It seems like you are tring to modify the implementation into remove the 
attributes when munmap.

Actuall we have a discussion internally that does the driver need to 
remove the attributes when munmap.

So there servel ideas:

1. attribute need keep: attributes may be needed again when a new VMA 
appears or on subsequent faults.
2.attribute need keep: attributes can be set independent of whether 
memory is currently mapped; attributes persist and are modified 
explicitly via ioctl, not implicitly by notifier callbacks.
3. attribute need remove: casue VMA is gone, driver can do nothing 
without VMA.

and I saw xe_svm set default attribute in the previous version, this is 
also a option.

Can you please help to give some information that why xe_svm is turing 
to remove the attribute when munmap? And does keeping attribute is a 
valid way?


Regards,
Honglei

> 
>>>>>>
>>>>>>        - Physical page layer (drm_gpusvm ranges): managed by the
>>>>>>          drm_gpusvm framework, representing actual HMM backed DMA
>>>>>>          mappings and GPU page table entries.
>>>>>>
>>>>>>         This separation is necessary:
>>>>>>           -  The framework does not support range splitting, so a partial
>>>>>>              munmap destroys the entire overlapping range, including the
>>>>>>              still valid parts. If attributes were stored inside drm_gpusvm
>>>>>>              ranges, they would be lost on unmapping.
>>>>>>              The separate attr tree preserves userspace set attributes
>>>>>>              across range operations.
>>>
>>> Yes, in Xe the divide is at the VMA level (set by user space) via VM
>>> bind (parts of VM may be mappings BOs, parts could be setup for SVM) or
>>> madvise IOCTLs which reflect user space attributes on current SVM
>>> mappings or future ones.
>>>
>>> The SVM range tree reflects mappings that have been faulted into the
>>> device and contain pages. This is an intentional choice.
>>
>> That makes a lot of sense. Thank you for clarifying the design intent. I
>> think the current adopt the same principle: the drm_gpusvm range tree only
>> reflect actual faulted in mappings.
>>
>>>
>>>>>
>>>>> Isn't that actually intended? When parts of the range unmap then that usually means the whole range isn't valid any more.

_Stated task 1_
In the thread on SVM attributes, what does the SVM range tree reflect?
_Stated task 2_
Copy out the stretch of the thread on SVM attributes from "1. attribute need" through "also a option.", word for word.
_Stated task 3_
Resume the thread on SVM attributes from the point at which it stops.

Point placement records

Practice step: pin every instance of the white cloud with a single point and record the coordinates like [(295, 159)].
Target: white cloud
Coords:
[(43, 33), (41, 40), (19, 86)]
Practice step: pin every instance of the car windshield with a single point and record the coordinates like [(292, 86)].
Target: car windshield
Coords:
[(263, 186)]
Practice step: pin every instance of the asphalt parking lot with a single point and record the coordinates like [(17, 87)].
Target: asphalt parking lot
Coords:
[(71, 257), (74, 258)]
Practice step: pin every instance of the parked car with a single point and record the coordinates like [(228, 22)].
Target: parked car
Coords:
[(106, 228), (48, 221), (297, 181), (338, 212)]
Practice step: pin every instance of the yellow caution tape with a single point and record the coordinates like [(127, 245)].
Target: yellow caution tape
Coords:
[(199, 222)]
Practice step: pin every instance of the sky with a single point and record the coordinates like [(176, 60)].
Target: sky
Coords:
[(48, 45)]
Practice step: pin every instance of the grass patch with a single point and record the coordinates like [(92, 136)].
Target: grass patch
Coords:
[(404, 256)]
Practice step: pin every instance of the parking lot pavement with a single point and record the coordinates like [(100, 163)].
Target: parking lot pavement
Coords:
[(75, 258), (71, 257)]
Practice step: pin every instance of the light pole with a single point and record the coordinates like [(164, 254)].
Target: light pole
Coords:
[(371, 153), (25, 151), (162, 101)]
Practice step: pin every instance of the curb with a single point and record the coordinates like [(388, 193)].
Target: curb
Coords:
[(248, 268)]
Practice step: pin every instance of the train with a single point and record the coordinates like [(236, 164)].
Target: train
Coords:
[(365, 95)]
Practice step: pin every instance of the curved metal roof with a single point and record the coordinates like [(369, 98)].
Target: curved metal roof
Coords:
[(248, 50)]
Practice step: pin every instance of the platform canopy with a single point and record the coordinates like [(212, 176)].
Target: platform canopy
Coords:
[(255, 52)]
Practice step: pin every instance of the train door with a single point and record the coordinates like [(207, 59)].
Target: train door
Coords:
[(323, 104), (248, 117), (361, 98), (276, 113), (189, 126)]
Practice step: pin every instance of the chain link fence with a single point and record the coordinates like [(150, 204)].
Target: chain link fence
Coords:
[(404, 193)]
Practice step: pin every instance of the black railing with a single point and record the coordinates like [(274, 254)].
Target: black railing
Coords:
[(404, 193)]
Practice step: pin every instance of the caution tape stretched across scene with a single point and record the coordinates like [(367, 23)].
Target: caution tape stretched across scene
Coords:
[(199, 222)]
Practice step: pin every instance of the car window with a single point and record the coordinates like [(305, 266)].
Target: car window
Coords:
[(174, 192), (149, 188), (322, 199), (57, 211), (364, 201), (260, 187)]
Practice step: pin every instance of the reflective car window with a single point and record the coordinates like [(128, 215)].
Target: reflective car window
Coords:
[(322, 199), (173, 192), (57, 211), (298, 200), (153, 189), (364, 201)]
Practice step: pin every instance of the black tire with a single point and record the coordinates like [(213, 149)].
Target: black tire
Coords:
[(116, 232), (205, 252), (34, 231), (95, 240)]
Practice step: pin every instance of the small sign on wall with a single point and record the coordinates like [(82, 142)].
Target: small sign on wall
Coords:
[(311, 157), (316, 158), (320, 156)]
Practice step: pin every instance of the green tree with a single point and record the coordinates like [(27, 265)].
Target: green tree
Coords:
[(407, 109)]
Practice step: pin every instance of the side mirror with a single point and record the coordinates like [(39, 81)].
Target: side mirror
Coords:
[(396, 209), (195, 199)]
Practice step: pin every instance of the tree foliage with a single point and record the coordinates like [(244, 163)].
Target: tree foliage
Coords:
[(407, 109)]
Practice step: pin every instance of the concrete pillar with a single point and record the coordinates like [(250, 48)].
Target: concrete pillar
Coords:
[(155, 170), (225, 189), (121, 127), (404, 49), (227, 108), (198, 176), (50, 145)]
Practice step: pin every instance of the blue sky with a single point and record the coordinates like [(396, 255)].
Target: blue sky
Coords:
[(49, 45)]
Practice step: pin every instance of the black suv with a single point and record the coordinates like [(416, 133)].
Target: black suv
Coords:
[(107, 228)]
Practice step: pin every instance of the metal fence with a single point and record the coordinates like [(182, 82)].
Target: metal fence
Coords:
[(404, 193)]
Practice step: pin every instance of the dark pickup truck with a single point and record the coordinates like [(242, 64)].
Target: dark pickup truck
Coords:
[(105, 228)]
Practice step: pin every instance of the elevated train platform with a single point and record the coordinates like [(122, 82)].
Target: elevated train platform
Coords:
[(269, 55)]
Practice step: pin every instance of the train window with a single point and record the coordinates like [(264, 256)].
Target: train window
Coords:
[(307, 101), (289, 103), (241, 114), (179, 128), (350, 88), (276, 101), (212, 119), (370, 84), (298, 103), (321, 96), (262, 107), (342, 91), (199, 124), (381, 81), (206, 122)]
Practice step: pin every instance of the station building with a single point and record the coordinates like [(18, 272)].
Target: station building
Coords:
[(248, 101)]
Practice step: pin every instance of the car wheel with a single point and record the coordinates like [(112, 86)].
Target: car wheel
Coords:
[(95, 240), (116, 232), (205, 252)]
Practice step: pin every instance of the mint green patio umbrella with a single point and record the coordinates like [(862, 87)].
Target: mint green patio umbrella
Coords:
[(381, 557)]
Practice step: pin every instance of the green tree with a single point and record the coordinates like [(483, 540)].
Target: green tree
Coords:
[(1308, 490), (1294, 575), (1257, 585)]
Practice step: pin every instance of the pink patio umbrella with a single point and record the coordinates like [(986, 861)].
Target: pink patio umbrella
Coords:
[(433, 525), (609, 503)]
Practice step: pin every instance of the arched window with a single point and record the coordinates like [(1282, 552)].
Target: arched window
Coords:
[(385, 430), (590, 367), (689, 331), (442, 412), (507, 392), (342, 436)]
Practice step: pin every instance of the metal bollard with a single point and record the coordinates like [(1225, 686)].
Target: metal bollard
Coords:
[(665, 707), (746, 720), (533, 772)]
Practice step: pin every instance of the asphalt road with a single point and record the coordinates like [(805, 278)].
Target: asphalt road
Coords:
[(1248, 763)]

_Exercise output 1_
It reflects mappings that have been faulted into the device and contain pages.

_Exercise output 2_
1. attribute need keep: attributes may be needed again when a new VMA 
appears or on subsequent faults.
2.attribute need keep: attributes can be set independent of whether 
memory is currently mapped; attributes persist and are modified 
explicitly via ioctl, not implicitly by notifier callbacks.
3. attribute need remove: casue VMA is gone, driver can do nothing 
without VMA.

and I saw xe_svm set default attribute in the previous version, this is 
also a option.

_Exercise output 3_
>>>
>>>
>>> Yes, this was an intentional design choice to not support partial unmap,
>>> and instead rely on the driver to recreate a new range.
>>>
>>> The reasoning is:
>>>
>>> - In practice, this should be rare for well-behaved applications.
>>>
>>> - With THP / large device pages, if a sub-range is unmapped, the entire
>>> GPU mapping is invalidated anyway due to the page size change. As a
>>> result, the cost of creating a new range is minimal, since the device
>>> will likely fault again on the remaining pages.
>>>
>>> So there is no need to over-engineer the common code.
>>>
>>> FWIW, to even test partial unmaps in Xe, I had to do things I doubt
>>> anyone would ever do:
>>>
>>> ptr = mmap(SZ_2M);
>>> /* fault in memory to the device */
>>> munmap(ptr, SZ_1M);
>>> /* touch memory again on the device */
>>>
>>
>> Thank you for this explanation and the concrete example. After further
>> discussion internally with Christian, we are now aligned with same position
>> partial unmap. Will remove rebuild on partial unmap logic in the next
>> version and handle it as only partially backed range.
>>
>>>>
>>>>
>>>> It is about partial unmap, some subregion in drm_gpusvm_range is still valid
>>>> but some other subregion is invalid, but under drm_gpusvm, need to destroy
>>>> the entire range.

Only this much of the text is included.